Aim 1
Collect every line of the entries that contains the word "tree", treating case as significant.

Selected passage

■ ■ ■ ■ ■ ■ ■

0

I have a table of events where each event has a title and description. Searches should search both columns:

title: Dick(ens) and Jane
description: Meet weekly to discuss classic books!

Given the above, I would like a query of book club to match.

My index:

CREATE INDEX evsearch_idx on events using gist((title || ' ' || description) gist_trgm_ops)

My query:

SELECT * FROM events WHERE title || ' ' || description ILIKE '%book club%'

I think the problem is that I'm fundamentally misunderstanding how an index works and therefore it's attempting to match the entire string book club to various three-letter combinations but I'm not sure how to fix this.

Matt
  • 2,953
  • 3
  • 27
  • 46
  • Maybe you want `SELECT * FROM events WHERE title || ' ' || description SIMILAR TO '%(book|club)%'` [demo](https://dbfiddle.uk/?rdbms=postgres_11&fiddle=e79d5a66a50c35458b9e9a245f8d297e) – Lukasz Szozda Sep 08 '18 at 06:54
  • If I search for `jane`, nothing is returned in this case. Do I need to use `ILIKE` for one word and `SIMILAR TO` when finding multiple? – Matt Sep 08 '18 at 07:43
  • `SELECT * FROM events WHERE title || ' ' || description SIMILAR TO '%(Jane)%'` – Lukasz Szozda Sep 08 '18 at 09:04

1 Answers1

0

ILIKE will always try to match the whole string. For example, to match ILIKE '%book club%', a string needs to include the whole string book club.

If you want to use the similarity matching potential of pg_trm, you need to use the matching operators for which it was designed. Taken from the doc:

  1. % returns true if its arguments have a similarity that is greater than the current similarity threshold set by pg_trgm.similarity_threshold.
  2. <% returns true if the similarity between the trigram set in the first argument and a continuous extent of an ordered trigram set in the second argument is greater than the current word similarity threshold set by pg_trgm.word_similarity_threshold parameter.

Side note #1: Make it case insensitive by adding lower(...) in your index definition and in your queries.

Side note #2: title || ' ' || description will return NULL if title or description is NULL. If you want to guard against one of the 2 values being NULL, create the index on COALESCE(title, '') || ' ' || COALESCE(description, '')

Side note #3: pg_trgm can only do so much. For really complex queries, you might want to look into full text search

Matthieu Libeer
  • 2,286
  • 1
  • 12
  • 16

■ ■ ■ ■ ■ ■ ■

Aim 2
Say whether each statement below agrees with the thread on trigram search, answering yes or no and quoting the deciding words of the thread. (a) The question's index is built with gin. (b) The reply says ILIKE always tries to match the whole string. (c) The reply says the concatenation returns NULL when title or description is NULL.

■ ■ ■ ■ ■ ■ ■

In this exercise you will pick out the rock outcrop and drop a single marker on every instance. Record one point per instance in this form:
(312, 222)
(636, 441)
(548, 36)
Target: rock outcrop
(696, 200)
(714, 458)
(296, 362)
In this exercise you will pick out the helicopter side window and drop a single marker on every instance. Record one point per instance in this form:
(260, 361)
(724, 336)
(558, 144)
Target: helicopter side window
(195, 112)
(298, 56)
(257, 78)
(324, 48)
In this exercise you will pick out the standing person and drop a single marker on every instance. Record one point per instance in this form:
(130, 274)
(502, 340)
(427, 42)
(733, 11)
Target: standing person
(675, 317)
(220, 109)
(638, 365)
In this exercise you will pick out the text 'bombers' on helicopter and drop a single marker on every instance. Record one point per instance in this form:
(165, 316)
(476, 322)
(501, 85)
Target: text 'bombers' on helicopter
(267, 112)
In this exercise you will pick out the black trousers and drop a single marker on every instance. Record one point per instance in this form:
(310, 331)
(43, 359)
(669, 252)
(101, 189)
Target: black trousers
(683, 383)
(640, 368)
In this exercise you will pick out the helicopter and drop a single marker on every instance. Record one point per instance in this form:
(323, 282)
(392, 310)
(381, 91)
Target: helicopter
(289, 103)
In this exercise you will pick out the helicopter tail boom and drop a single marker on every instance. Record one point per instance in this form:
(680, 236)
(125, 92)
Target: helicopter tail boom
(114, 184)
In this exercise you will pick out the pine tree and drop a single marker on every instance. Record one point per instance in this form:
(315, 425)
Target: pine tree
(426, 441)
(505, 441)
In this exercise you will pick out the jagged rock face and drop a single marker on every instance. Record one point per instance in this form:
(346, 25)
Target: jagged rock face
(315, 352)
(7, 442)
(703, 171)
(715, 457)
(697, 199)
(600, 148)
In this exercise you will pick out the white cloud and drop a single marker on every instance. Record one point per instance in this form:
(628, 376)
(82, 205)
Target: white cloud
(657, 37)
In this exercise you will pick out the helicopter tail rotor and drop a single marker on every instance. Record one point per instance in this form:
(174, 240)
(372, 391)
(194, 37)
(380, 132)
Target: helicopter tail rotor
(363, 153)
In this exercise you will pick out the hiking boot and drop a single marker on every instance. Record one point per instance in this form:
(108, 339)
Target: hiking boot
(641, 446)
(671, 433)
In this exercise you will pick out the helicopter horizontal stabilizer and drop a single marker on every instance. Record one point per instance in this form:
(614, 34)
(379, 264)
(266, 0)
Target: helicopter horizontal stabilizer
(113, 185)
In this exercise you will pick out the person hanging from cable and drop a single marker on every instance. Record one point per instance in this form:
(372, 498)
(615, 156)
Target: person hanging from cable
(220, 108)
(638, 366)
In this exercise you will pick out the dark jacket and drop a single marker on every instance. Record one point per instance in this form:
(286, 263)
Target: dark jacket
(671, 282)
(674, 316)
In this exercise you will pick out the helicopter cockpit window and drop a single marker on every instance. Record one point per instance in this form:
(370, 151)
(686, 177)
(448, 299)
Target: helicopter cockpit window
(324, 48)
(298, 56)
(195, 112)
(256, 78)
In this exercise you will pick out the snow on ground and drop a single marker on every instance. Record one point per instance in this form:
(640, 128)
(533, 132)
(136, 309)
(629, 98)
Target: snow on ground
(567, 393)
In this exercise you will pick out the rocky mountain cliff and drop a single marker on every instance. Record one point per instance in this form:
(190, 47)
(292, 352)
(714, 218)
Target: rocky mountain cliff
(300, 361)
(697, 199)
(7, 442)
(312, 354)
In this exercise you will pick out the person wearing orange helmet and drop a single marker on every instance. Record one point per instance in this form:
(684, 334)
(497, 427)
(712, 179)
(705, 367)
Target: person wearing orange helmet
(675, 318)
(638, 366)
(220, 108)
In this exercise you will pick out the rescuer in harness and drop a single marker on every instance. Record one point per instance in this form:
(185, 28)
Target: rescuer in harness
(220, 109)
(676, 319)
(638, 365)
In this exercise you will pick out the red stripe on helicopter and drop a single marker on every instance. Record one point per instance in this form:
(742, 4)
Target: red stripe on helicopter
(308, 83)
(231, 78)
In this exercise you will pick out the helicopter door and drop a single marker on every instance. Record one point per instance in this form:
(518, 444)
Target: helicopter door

■ ■ ■ ■ ■ ■ ■

Written solution 1
In this exercise you will pick out the pine tree and drop a single marker on every instance. Record one point per instance in this form:
Target: pine tree

Written solution 2
(a) No: "CREATE INDEX evsearch_idx on events using gist((title || ' ' || description) gist_trgm_ops)"
(b) Yes: "ILIKE will always try to match the whole string."
(c) Yes: "title || ' ' || description will return NULL if title or description is NULL."